Task to carry out:
Would you retype the line that contains "Would you be able to point at the man's outstretched" and all lines following it to the end of the entries below, exactly and without pictures?

Listed records:
== Segment start ==
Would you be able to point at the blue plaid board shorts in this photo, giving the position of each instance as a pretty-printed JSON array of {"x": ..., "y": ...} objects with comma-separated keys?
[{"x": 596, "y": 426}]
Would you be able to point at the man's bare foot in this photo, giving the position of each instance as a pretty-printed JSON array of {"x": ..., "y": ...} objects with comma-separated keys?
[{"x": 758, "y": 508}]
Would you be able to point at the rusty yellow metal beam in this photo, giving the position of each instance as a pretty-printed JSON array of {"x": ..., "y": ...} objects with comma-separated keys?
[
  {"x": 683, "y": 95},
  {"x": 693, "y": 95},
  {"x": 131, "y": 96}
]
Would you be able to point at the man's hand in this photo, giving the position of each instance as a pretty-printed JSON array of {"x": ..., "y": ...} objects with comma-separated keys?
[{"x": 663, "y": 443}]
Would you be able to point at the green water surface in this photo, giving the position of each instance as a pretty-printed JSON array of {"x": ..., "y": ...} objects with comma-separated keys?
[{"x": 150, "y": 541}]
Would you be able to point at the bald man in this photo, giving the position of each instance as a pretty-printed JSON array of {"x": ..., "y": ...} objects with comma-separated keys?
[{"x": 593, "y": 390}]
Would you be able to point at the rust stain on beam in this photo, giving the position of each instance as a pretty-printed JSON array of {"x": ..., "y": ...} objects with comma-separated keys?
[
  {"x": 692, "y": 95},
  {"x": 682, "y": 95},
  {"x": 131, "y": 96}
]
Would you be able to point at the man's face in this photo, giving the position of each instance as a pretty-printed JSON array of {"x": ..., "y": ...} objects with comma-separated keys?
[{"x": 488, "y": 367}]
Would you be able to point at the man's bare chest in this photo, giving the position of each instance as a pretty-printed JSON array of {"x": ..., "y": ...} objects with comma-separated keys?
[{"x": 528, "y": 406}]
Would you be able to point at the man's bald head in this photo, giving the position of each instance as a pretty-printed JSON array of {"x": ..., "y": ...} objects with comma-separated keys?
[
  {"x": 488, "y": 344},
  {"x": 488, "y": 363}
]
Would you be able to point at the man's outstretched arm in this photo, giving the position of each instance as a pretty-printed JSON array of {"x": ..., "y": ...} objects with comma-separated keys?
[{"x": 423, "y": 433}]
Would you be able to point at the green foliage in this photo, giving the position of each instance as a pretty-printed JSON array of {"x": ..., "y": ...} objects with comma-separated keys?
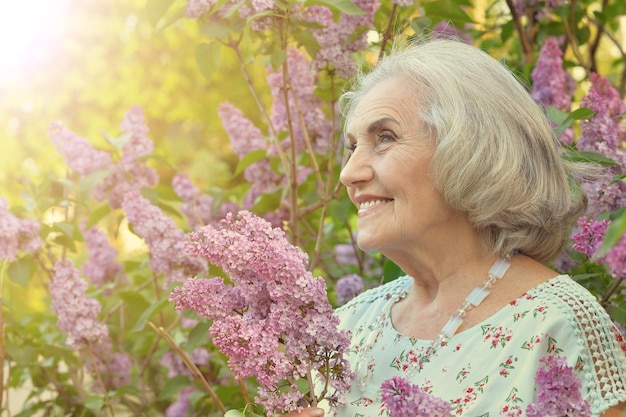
== Segment end ==
Problem solution:
Would you be able to point at the man's outstretched arm in this photo, giving the position of each instance as a pretty-printed JSON array of {"x": ..., "y": ...} objects with comma-separated keys?
[{"x": 423, "y": 433}]
Would you be able to point at the green foliage in this photo, giving the position of each instance as a pretty-printed JSON array of {"x": ..., "y": ...} objects with comma-separated keys?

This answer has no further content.